**TEXTE DE LECTURE**:
....

CHANEL PARIS // DEUS // ERIC DICHARRY

so 1467378181235 SO | 2025-01-14 15:17

Ci-après le texte Chanel Paris en lien avec le titre éponyme (6ème morceau de l'album Deus). Ce texte a été publié dans la revue Figures de l'art n° 41 sous le titre : Ars interpretandi des poèmes ready-made : Chanel Paris, Tortura, Artefaktum, Koroa, KE.102 :
Le morceau est disponible en libre écoute sur la plateforme Soundcloud : https://soundcloud.com/eric-dicharry/deus-6-chanel-paris
 
Chanel Paris
 
Le poème Chanel Paris a été publié en 2020 dans la collection Poésie (initiée en 2004), chez l’éditeur Pamiela. La maison d’édition qui a ses locaux à Arre, en Navarre, publie de nombreux auteurs basques parmi lesquels, Sarrionandia, Anselmi, Gerediaga, Salaberri, Garde, Izquierdo, Irigaray, Linazasoro, Montoia, Lete, Atxaga, Zabaleta, Igartua, Bidador, Makuso, Irastortza, Serrano, Arkotxa, Zelaieta, Lasa, Chivite. Pamiela publie trois, voire quatre ouvrages de poésie par an. Quatre ouvrages pour les années les plus prolixes. Le livre Eros porte le numéro 49 de cette série d’ouvrages publiés dans la collection Pamiela Poesia. Les textes proposés sont tous rédigés en langue basque.

....

**DONNÉES FOURNIES**:
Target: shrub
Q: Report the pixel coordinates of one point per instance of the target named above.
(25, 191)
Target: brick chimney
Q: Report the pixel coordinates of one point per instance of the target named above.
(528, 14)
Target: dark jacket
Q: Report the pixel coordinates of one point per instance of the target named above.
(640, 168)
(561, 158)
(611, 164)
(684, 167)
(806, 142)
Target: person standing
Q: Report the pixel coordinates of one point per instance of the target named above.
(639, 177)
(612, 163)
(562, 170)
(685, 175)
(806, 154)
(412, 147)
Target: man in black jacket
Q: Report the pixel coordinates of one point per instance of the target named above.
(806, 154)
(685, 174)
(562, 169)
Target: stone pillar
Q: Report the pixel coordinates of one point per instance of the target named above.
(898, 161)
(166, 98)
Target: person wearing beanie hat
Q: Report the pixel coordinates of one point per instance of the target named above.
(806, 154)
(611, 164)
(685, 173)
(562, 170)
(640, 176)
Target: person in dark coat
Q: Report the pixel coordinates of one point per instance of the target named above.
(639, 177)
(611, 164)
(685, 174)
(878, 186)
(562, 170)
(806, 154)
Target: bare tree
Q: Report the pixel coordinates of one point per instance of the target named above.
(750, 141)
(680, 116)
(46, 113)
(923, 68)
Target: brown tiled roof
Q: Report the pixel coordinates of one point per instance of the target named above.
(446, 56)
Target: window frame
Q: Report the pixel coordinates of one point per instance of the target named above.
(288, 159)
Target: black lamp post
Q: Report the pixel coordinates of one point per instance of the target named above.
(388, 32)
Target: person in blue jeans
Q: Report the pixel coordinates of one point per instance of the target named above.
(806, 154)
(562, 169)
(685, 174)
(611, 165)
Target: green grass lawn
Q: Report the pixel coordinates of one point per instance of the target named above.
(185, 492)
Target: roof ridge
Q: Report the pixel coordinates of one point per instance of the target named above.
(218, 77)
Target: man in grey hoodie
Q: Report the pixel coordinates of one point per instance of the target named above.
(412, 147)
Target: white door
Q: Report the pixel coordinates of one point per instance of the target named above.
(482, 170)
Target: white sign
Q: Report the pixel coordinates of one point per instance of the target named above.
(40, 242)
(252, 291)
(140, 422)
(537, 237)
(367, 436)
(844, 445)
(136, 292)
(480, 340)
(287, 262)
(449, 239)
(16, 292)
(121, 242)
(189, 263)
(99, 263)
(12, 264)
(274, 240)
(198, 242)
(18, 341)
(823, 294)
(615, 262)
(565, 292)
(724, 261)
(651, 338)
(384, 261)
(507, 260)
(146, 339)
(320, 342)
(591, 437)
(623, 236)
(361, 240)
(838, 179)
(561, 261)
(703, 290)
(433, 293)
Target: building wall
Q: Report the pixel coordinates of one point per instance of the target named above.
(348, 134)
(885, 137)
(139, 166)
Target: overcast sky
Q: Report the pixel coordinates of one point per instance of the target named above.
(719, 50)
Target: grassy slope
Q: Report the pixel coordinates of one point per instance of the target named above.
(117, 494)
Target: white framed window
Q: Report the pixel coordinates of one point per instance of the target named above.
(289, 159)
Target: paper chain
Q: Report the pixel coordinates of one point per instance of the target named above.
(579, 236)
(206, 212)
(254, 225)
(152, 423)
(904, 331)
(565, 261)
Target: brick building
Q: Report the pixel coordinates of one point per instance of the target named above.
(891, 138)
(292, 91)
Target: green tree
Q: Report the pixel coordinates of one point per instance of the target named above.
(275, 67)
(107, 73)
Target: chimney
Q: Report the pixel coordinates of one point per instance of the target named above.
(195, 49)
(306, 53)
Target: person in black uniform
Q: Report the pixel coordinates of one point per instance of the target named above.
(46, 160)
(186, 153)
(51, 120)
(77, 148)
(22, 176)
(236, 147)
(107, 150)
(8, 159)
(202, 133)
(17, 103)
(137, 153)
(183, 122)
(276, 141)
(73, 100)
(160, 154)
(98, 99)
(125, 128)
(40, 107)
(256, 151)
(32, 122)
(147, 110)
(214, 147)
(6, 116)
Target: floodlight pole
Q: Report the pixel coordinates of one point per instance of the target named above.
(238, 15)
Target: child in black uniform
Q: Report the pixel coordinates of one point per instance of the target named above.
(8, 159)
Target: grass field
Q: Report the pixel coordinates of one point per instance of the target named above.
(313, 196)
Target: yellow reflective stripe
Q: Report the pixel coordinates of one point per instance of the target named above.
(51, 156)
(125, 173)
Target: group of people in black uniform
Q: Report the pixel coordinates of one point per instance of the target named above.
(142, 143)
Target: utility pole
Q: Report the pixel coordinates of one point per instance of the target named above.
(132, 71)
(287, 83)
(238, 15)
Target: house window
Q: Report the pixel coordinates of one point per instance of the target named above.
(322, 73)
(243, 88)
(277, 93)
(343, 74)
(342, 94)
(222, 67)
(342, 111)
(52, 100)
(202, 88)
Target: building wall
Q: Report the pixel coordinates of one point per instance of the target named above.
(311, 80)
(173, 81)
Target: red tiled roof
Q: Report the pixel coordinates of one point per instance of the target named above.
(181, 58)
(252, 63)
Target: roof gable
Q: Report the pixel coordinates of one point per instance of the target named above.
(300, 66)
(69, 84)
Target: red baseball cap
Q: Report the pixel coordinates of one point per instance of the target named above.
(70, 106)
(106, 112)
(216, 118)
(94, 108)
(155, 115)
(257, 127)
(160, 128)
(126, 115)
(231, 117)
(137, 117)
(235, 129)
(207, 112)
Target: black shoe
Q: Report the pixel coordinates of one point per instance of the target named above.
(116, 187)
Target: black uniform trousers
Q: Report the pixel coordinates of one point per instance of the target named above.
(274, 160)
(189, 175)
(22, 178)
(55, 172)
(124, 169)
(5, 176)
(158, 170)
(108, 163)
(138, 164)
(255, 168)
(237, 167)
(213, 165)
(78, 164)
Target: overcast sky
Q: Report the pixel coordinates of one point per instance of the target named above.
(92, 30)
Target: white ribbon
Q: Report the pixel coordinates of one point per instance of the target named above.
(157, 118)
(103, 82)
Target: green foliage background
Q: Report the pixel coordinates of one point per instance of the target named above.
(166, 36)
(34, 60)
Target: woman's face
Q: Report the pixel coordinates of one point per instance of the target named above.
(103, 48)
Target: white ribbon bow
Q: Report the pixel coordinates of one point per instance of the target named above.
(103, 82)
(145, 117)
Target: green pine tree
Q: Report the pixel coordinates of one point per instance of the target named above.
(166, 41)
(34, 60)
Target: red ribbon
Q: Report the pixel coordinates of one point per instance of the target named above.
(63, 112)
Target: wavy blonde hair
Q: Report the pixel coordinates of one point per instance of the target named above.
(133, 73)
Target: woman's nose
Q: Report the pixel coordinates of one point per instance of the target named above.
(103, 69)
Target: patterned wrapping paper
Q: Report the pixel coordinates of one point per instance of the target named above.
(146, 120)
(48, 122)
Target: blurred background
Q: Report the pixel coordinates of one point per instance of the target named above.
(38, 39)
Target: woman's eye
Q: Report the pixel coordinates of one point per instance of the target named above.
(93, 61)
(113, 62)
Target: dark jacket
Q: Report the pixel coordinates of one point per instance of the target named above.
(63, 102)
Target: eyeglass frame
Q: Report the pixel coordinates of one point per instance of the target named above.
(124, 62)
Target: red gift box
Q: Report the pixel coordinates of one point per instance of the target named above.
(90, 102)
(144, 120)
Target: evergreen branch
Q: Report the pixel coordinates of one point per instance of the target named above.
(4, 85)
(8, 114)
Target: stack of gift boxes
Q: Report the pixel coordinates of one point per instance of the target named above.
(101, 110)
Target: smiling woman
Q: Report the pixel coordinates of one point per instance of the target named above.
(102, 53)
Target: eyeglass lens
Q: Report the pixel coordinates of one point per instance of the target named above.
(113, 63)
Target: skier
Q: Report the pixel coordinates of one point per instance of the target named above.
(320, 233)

....

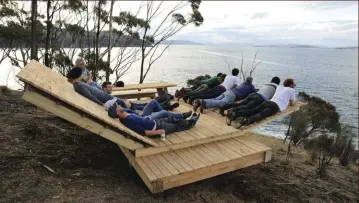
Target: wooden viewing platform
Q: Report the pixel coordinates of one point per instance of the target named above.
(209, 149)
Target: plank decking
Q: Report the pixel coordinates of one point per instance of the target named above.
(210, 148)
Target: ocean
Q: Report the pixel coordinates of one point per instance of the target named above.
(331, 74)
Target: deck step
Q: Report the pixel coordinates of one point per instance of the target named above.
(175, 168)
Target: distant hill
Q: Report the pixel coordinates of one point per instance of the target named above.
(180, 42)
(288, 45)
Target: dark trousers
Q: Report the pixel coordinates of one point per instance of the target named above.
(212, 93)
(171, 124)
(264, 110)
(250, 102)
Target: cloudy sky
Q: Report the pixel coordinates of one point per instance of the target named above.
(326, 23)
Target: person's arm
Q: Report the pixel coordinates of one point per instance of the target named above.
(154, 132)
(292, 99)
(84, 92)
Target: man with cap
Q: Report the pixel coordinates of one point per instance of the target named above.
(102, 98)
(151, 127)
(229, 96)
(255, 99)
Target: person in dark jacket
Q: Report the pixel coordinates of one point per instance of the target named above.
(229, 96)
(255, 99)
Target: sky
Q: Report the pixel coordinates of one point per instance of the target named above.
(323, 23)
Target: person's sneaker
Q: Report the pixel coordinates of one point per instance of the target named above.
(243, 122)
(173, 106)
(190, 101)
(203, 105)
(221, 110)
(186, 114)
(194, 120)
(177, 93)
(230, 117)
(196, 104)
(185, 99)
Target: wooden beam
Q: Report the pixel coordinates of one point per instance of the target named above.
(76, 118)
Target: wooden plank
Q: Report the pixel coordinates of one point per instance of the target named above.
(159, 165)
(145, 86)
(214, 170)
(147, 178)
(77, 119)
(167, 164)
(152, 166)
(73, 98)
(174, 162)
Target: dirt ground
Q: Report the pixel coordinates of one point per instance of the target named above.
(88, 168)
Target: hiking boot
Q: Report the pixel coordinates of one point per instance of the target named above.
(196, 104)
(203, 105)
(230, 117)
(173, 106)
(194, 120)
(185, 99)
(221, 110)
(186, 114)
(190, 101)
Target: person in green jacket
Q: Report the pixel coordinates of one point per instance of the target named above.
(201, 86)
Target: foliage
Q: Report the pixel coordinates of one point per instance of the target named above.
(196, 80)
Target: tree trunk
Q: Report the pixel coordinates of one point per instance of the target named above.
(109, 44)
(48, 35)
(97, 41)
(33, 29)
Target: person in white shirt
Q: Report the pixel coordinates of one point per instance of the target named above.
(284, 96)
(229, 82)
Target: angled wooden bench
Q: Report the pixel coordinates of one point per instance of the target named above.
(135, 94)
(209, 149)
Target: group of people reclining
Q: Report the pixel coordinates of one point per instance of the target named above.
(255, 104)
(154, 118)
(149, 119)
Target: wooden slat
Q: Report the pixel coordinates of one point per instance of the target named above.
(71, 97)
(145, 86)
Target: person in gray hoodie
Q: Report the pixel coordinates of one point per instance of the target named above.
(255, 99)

....

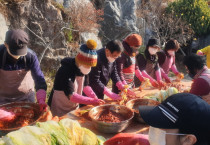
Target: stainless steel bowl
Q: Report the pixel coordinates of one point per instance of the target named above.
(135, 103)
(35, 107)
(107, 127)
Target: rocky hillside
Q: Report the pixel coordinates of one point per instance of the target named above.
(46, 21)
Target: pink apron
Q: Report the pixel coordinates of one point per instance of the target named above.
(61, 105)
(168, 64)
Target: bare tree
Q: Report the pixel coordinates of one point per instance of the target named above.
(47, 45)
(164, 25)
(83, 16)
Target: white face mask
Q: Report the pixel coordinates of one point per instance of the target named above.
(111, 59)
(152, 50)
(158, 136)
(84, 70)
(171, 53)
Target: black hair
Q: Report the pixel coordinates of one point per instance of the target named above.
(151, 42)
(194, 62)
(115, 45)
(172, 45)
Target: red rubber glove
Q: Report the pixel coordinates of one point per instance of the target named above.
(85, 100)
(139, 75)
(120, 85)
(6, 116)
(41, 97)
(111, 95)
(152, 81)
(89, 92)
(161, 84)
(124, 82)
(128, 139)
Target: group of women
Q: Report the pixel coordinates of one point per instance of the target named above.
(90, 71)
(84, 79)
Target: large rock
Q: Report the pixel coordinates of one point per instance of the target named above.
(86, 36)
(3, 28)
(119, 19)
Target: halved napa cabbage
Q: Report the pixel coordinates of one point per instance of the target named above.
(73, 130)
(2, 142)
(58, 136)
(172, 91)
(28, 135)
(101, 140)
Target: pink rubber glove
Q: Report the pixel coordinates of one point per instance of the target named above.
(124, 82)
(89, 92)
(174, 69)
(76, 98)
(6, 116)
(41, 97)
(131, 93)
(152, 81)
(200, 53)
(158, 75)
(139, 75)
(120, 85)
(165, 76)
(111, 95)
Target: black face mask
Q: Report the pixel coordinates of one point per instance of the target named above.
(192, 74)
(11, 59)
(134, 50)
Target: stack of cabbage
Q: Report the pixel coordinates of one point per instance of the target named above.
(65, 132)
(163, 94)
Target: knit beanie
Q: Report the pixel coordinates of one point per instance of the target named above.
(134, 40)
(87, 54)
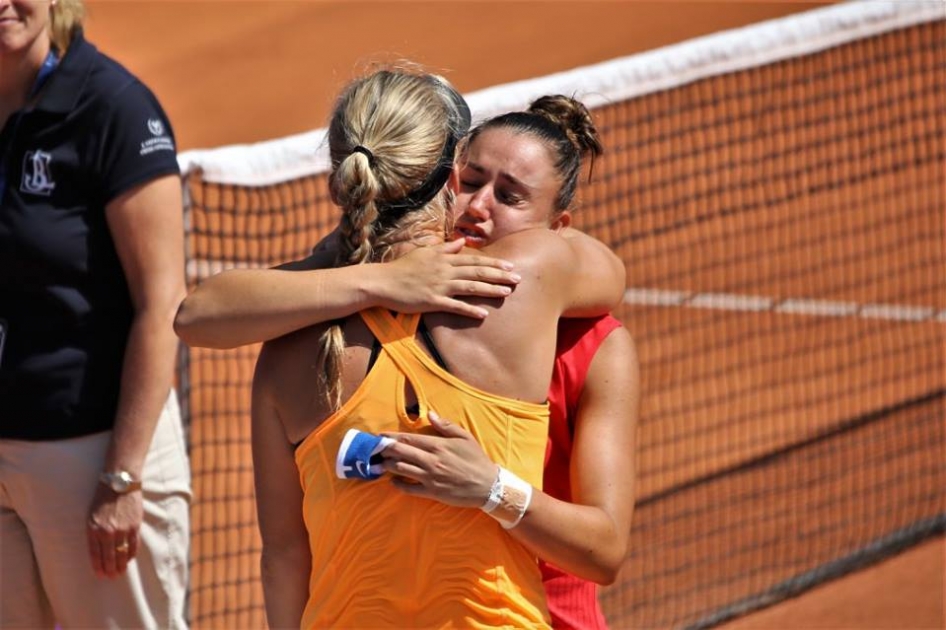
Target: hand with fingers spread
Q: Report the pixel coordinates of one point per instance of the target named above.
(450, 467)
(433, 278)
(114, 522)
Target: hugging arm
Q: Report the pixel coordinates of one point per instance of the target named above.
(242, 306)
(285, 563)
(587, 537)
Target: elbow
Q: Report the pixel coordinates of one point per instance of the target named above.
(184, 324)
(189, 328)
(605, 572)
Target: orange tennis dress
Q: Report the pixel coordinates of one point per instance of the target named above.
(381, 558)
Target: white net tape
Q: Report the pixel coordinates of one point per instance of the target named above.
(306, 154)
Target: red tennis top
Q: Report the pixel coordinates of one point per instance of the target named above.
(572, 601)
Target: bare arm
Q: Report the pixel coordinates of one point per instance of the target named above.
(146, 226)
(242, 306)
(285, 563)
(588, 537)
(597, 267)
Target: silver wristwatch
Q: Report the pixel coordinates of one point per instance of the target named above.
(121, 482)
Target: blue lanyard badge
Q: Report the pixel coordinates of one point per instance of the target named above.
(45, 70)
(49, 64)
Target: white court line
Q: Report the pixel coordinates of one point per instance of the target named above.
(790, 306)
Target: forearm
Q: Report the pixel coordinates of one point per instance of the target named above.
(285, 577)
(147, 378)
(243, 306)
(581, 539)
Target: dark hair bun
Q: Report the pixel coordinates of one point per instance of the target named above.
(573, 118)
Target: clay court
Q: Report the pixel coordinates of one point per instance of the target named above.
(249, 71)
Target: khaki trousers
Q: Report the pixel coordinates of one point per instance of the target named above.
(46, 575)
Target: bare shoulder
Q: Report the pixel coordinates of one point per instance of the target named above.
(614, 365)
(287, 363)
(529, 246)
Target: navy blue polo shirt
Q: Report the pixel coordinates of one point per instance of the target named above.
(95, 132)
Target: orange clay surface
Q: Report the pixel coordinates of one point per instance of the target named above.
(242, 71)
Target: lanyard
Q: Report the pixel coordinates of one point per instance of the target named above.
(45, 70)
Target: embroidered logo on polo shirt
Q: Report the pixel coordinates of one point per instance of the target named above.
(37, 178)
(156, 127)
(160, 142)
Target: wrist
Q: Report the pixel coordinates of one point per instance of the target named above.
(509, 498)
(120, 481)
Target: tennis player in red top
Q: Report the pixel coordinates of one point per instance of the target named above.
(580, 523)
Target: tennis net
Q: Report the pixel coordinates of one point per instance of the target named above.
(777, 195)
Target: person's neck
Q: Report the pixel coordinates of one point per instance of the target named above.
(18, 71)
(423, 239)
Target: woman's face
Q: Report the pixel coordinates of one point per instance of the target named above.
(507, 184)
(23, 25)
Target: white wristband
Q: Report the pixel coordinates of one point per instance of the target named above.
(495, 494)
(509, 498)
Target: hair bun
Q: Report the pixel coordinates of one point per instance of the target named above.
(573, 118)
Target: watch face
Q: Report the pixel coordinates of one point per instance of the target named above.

....

**CONSIGNES**:
1 > Relevez dans le texte sur le poème Chanel Paris tout le passage qui va de "Le poème Chanel" jusqu'à "en langue basque.".
2 > D'après le texte sur le poème Chanel Paris, dans quelle localité se trouvent les locaux de la maison d'édition Pamiela ?
3 > Poursuivez le texte consacré au poème Chanel Paris à partir de sa dernière phrase.

**CORRIGÉ DES EXERCICES**:
1 >
Le poème Chanel Paris a été publié en 2020 dans la collection Poésie (initiée en 2004), chez l’éditeur Pamiela. La maison d’édition qui a ses locaux à Arre, en Navarre, publie de nombreux auteurs basques parmi lesquels, Sarrionandia, Anselmi, Gerediaga, Salaberri, Garde, Izquierdo, Irigaray, Linazasoro, Montoia, Lete, Atxaga, Zabaleta, Igartua, Bidador, Makuso, Irastortza, Serrano, Arkotxa, Zelaieta, Lasa, Chivite. Pamiela publie trois, voire quatre ouvrages de poésie par an. Quatre ouvrages pour les années les plus prolixes. Le livre Eros porte le numéro 49 de cette série d’ouvrages publiés dans la collection Pamiela Poesia. Les textes proposés sont tous rédigés en langue basque.

2 > À Arre, en Navarre.

3 >
Ce poème Chanel Paris publié a réussi à passer le filtre de l’édition et de la publication qui laisse de côté bon nombre de poètes en mal de publication et qui malgré leurs efforts constants et répétés resteront pour toujours aux portes de la publication. Etre publié, acte qui demande à l’auteur une abnégation voire une obstination sans faille, c’est aussi avoir une pensée pour ceux dont le rêve ne se réalisera jamais. Le texte expédié par l’auteur (à la fois auteur de ce texte et du présent article) a donc réussi à séduire l’éditeur qui « est aussi un personnage double, condamné à concilier l'art et l'argent, l'amour de la littérature et la recherche du profit, dans des stratégies qui se situent quelque part entre les deux extrêmes : la soumission cynique aux considérations commerciales et l'indifférence héroïque ou insensée aux nécessités de l'économie. » (Bourdieu, 1999). Un personnage qui a le pouvoir tout à fait extraordinaire « d’assurer la publication, c'est-à-dire de faire accéder un texte et un auteur à l’existence publique connue et reconnue ». (Boudieu, 1999: 3)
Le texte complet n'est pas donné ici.